- [Written request] Tally how many lines of the records below contain the word "heater", and give only that number.

## start Data extract

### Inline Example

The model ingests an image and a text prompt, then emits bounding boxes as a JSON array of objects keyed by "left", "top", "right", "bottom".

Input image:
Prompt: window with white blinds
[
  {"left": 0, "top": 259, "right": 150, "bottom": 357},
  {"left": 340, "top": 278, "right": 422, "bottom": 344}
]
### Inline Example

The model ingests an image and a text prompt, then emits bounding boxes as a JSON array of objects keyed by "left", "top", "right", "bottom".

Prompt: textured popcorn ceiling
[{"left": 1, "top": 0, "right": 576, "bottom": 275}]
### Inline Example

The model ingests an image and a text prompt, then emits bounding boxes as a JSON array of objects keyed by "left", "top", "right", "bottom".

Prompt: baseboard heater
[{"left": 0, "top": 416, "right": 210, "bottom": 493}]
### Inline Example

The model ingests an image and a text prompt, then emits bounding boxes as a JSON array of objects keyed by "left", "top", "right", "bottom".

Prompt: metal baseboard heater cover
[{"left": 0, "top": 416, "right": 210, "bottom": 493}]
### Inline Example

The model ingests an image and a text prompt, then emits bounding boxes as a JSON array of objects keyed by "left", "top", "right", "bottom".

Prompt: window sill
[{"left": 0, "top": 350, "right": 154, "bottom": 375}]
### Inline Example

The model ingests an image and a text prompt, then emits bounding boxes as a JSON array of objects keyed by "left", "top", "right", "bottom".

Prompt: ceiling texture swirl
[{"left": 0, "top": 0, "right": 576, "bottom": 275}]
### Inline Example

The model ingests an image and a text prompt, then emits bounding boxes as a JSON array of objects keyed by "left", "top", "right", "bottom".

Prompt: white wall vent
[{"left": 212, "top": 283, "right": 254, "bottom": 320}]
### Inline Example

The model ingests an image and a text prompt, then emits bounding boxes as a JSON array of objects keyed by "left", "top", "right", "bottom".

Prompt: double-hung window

## end Data extract

- [Output below] 2